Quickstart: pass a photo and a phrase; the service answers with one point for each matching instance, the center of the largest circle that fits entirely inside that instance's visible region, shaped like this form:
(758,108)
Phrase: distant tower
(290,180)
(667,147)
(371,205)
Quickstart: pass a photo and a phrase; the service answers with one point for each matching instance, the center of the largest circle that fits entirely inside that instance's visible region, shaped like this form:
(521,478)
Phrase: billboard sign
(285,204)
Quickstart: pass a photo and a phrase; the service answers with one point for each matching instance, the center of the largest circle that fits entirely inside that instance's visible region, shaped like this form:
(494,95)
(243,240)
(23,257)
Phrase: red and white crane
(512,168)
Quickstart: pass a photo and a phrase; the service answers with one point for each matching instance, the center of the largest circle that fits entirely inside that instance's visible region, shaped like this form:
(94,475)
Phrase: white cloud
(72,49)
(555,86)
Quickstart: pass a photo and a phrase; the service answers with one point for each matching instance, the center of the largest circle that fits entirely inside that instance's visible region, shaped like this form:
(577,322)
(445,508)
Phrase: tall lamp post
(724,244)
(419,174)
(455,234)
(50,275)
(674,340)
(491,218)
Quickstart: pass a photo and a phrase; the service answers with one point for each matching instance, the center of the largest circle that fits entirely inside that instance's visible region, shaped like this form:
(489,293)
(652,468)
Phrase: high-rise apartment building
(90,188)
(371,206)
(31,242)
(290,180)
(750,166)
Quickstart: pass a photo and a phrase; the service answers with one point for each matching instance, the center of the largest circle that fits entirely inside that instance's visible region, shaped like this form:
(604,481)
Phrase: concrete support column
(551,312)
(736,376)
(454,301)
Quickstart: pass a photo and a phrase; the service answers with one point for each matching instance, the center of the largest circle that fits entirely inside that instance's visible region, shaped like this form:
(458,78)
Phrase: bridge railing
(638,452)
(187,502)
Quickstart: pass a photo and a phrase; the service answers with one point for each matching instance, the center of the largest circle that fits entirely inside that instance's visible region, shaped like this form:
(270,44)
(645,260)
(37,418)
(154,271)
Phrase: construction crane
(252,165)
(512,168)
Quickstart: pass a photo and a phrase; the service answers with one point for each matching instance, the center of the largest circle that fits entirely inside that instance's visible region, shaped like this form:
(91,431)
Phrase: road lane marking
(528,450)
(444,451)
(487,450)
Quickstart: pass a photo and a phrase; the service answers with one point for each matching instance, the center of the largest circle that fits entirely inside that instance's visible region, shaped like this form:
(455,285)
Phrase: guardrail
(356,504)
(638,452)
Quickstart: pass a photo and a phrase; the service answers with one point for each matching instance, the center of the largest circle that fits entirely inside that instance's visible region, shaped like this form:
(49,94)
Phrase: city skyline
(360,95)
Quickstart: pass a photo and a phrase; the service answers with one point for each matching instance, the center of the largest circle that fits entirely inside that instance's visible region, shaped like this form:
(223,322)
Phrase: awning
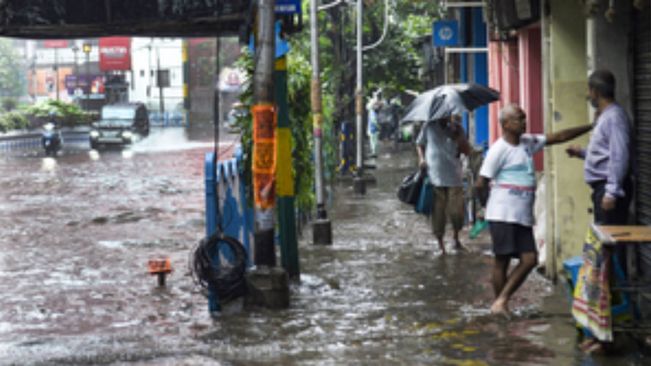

• • •

Reproduce the lines above exactly, image-free.

Quickstart: pass a photo and a phrase; the service answers with one point for each matching instance, the center of the largest circle that fits entirely inside that instance's visible region, shaped like this form:
(758,108)
Phrase: distant tower
(290,180)
(667,147)
(371,205)
Quickstart: pass a photo and a phrase; the service answers with one point for each matching instance, the center of the largest circle that fits entirely inside that instance's visible region, shaped like this form:
(521,478)
Phrase: billboard sign
(285,204)
Quickstart: pass a photo and a phrase; the service answers with one point for each matching instance, the center of the largest circle that fits entirely inside that instance's visible region, shaped like this form:
(494,95)
(243,240)
(23,257)
Phrase: red and white crane
(512,168)
Quickstart: pass a photo and a phrase; the service answers with one point for each matching instance, the center of the largest circle that fits entirely inside that instance's visible region, shaped like this form:
(94,475)
Phrase: white cloud
(72,49)
(555,86)
Quickstart: pass a photo and a phrase; the service answers with one point for each matching instance, the center of the largest circle that fits entirely inside that instance's visible region, shaped like this form:
(577,322)
(445,508)
Phrase: tall lamp post
(724,244)
(419,174)
(455,234)
(50,275)
(674,340)
(491,218)
Quickstart: pass a photo and a phrase; the service answers with one point for each matching instance, the center of the largest circle that fits entirely inside that instance's visible region, shaped like this form:
(489,293)
(652,468)
Phrase: high-rise apartment building
(90,188)
(371,206)
(31,242)
(290,180)
(750,166)
Quickstart: pass a photo and a phrase; the service answers with one point for each matching instance, the center of the largest circle that fits entirely inside that instance's visible region, shaped like this form:
(604,481)
Phrase: concrete support column
(551,312)
(736,376)
(454,301)
Quickstart: pass a photo and a phrase; the service answers with one point for each matching instance, the center of the largest circle that fits entirely inside that instance's visible region, shaped like this form:
(458,78)
Phrase: bridge railing
(638,452)
(187,502)
Quickstart: pass a photo and a phrase; the service answers with one point for each matching instance, the center of the largest circle that fits entirely inside that instance's visible region, shaped like this form:
(270,44)
(645,260)
(37,418)
(154,271)
Phrase: construction crane
(252,165)
(512,168)
Quickstart: pass a photo and a phrase; the service answers with one point for each matching instance, the center of the largest circle that fits entirely inside that instance's visible region, shaped like this form:
(91,431)
Phrase: road lane marking
(528,450)
(444,451)
(487,450)
Quickstart: pass a photo and a phrase; the service answers with one point for each matching instance, the center of the largest circle that fits entirely inside that instance's visible region, shaped like this form:
(455,285)
Phrase: guardrail
(356,504)
(638,452)
Quickstart: pass a photo and a phrase; the service answers with one point for each matching instance, the center of the largest circle that fits entirely inside that instance's visible region, shaped like this form:
(49,94)
Phrase: city skyline
(360,95)
Quickstart: pass a photo and a phrase; the service answers with one point for each matching instance, the center of the largest circle that fits entirely inside that instance's visible region, shaped like this form:
(223,322)
Phrase: awning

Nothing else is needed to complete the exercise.